WHAT IS EXPECTED => Retype, character for character, the lines below from the one with "target: blurred foliage" to the one with "task: trace the outline of every instance of the blurred", and nothing else.

DATA TO PROCESS =>
# # # # # # #

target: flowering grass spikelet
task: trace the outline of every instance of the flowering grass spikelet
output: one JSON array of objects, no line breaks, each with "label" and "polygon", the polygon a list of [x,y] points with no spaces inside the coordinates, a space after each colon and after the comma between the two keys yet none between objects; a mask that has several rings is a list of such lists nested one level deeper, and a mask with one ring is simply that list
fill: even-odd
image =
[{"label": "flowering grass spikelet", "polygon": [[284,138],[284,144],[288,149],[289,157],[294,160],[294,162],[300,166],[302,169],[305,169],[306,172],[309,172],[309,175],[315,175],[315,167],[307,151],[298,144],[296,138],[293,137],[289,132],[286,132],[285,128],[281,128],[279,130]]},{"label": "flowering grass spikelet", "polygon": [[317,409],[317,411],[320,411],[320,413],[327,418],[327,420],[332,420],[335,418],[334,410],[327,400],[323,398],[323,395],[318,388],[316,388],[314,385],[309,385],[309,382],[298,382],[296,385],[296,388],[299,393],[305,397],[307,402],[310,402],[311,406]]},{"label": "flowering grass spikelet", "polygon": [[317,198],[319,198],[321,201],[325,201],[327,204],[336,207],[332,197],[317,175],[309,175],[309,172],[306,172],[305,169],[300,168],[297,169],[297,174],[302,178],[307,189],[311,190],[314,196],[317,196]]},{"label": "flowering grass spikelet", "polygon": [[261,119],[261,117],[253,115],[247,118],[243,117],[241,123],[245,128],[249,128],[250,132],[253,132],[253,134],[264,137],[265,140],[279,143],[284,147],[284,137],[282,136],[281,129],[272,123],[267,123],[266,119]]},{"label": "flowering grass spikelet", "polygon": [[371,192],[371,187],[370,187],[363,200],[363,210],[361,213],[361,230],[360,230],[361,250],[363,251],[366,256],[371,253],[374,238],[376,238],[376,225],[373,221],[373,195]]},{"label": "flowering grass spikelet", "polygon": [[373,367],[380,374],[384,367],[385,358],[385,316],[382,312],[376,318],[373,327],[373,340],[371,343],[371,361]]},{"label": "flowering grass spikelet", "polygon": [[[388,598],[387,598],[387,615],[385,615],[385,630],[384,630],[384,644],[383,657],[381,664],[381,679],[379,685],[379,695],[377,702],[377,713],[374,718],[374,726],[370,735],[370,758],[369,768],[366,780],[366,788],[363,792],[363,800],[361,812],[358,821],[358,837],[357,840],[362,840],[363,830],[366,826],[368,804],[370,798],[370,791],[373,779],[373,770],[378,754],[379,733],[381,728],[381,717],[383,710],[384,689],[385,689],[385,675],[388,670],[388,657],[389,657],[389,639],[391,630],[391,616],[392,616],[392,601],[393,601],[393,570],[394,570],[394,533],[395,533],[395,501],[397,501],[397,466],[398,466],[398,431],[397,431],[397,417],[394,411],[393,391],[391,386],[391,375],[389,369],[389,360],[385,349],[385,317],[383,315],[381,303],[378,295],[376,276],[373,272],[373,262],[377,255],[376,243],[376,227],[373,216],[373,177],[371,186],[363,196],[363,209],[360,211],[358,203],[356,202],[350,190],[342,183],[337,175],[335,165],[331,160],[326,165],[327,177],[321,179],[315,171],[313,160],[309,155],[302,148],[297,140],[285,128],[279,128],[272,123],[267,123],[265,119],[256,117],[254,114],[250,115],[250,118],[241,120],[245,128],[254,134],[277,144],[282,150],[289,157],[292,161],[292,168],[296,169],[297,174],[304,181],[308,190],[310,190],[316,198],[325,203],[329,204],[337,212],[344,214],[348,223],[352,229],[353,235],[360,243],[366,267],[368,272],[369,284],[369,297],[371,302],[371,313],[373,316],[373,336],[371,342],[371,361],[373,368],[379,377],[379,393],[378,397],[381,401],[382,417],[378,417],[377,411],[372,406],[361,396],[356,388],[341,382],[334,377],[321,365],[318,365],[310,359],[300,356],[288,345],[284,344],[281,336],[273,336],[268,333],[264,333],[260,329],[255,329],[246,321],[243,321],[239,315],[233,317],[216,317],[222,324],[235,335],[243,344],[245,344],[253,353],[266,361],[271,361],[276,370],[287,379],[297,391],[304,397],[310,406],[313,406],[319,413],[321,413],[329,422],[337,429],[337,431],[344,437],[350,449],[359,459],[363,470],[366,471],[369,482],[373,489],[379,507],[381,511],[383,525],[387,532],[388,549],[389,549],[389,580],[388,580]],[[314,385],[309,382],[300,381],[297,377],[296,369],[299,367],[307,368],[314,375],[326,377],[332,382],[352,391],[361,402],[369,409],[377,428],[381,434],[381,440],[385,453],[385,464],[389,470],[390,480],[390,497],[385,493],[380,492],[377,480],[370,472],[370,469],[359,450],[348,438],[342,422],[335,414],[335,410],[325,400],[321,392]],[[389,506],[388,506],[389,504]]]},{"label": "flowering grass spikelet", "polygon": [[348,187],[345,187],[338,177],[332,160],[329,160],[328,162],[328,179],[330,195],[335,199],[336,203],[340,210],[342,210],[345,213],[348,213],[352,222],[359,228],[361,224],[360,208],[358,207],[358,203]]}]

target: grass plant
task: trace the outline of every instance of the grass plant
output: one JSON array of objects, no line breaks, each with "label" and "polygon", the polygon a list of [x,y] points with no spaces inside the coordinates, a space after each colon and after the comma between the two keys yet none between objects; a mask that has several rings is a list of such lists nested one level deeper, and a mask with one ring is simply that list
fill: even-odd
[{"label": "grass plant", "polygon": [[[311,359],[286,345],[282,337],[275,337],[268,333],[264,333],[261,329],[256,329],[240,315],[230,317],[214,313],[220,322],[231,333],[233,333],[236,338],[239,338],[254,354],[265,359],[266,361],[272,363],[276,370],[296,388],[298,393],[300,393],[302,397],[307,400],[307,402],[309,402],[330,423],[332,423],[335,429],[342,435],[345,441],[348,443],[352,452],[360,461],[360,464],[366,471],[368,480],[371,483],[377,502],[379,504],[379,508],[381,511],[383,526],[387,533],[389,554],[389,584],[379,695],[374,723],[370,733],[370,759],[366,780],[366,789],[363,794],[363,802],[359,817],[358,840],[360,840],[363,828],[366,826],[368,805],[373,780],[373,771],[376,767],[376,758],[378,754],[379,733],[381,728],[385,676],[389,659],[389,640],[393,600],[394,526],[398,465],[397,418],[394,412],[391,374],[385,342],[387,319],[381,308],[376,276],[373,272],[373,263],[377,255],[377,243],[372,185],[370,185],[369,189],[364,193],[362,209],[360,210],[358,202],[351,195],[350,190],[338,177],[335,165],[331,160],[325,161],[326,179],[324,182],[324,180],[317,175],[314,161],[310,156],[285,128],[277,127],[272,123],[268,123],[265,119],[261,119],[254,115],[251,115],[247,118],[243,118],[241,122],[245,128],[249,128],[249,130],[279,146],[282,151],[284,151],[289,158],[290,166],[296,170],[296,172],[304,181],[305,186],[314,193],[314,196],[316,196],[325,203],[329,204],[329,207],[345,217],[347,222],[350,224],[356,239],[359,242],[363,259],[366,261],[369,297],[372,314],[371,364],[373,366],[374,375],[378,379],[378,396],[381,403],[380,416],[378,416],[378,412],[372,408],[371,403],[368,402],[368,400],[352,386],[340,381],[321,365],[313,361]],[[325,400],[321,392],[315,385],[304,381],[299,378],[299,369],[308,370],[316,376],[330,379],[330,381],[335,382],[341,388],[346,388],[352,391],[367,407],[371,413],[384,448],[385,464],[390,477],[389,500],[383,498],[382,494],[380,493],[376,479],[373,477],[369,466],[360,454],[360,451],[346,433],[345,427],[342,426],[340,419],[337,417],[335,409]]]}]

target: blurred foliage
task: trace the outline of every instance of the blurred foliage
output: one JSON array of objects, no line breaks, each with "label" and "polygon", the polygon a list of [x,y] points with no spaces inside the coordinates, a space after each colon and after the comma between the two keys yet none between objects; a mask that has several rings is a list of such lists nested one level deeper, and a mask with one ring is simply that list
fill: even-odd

# # # # # # #

ANSWER FOR THE TASK =>
target: blurred foliage
task: trace the outline of every instance of the blurred foliage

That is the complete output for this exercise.